### SOURCE ###

I’m not really sure on what would be best. Looked up some answers to my own questions, I’ll share them with you in case it helps you. Tried to find the most trustworthy sources without spending all day on it. So not all digital currencies are crypto currencies, but all crypto currencies are digital. There are central banks looking into creating a digital currencie, these are called Central Bank Digital Currency (or CBDC for short).

… in this case not a group of private entities, but the Central Bank would be fully in charge of the new decentralized payment system. The Central Bank would control the issue of cryptocurrency and guarantee a fixed exchange rate between digital currencies and fiat currencies. In such a setup, it will be possible to eliminate problems that hinder wide adoption of cryptocurrencies. …

The CBDC system will be an environment parallel to the one based on fiat currency. Unlike traditional fiat currency systems, the CBDC system will be based on an asset class held outside of the traditional banking system. Thus, any conversion of existing non-cash assets into the Central Bank digital currency will cause outflow of financial assets from existing banking system. Another distinctive feature of this system will be to conduct payments directly between participants, without engagement of third parties (such as clearing houses, settlement institutions, payment systems operators, etc.). This would lead to the elimination of all intermediaries that are currently present in traditional payment systems and revenues generated from them, also by banks.

https://www.bankinghub.eu/innovation-digital/central-bank-digital-currency

But I also wondered what is the difference between this future digital currency compared to the system we have now.

Several systems already perform transactions with digital versions of money. For example, credit card systems let you purchase goods and services on credit. Wire transfer systems enable the movement of cash across borders.

### RECORDED DATA ###

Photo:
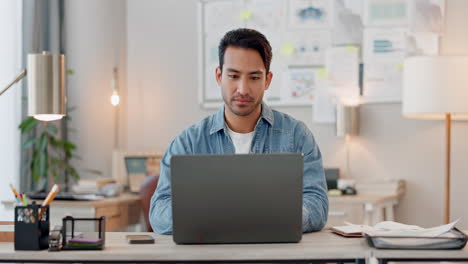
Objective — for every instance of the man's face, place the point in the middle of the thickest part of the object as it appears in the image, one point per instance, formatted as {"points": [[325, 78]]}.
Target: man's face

###

** EXERCISE DIRECTIONS **
Resume the post on central bank digital currencies, continuing right after its final sentence.

** EXPECTED OUTPUT **
Such transactions are expensive and time-consuming because they involve disparate processing systems. The SWIFT system, a payments systems network consisting of various banks and financial institutions across the globe, is an example—each transfer conducted through the SWIFT network has an associated charge. SWIFT member institutions also function in a patchwork of regulations, each specific to a different financial jurisdiction. Moreover, these systems are built on the promise of future payments, ensuring a time lag for each transaction. For example, reconciliation for credit cards occurs at a later date, and users can file chargebacks for transactions.

One of the aims of digital money is to do away with the time lag and operating costs inherent in current systems by using distributed ledger technology (DLT). In a distributed ledger system, shared ledgers are connected via a common network to record transactions. Entities across jurisdictions can connect, which minimizes processing times. It also provides transparency to authorities and stakeholders. Because the ledger is stored on multiple machines, it is difficult to alter them, especially if they are secured through cryptographic techniques.

One of the key advancements in DLT systems is historically linked encryption methods that chain blocks together (called a blockchain). Blockchains improve the resiliency of a financial network because they make it very difficult to change records or access them.

A blockchain with a decentralized and distributed validation mechanism also solves the double-spending problem, where a digital asset can be spent more than once because there is no physical transfer. When there is an extensive network of automated validators checking encrypted transactions linked by historical information, double-spending is not possible. A large and powerful network is orders of magnitude faster than individual computers or small groups, which cannot keep up with the processing rates of the bigger networks. This speed makes a network uneconomical and exceedingly hard to hack.

Third parties can be eliminated in transactions using blockchains and distributed ledgers; blind signatures hide transacting parties’ identities; zero-knowledge proofs encrypt transaction details, and encryption adds extra security. Examples of this type of digital money are cryptocurrencies like Bitcoin and Ethereum.

https://www.investopedia.com/terms/d/digital-money.asp

Both articles also shed some light on the negatives of this new system (mainly the possible traceability of money), but no doubt this way of money transfer is different from the system we currently have.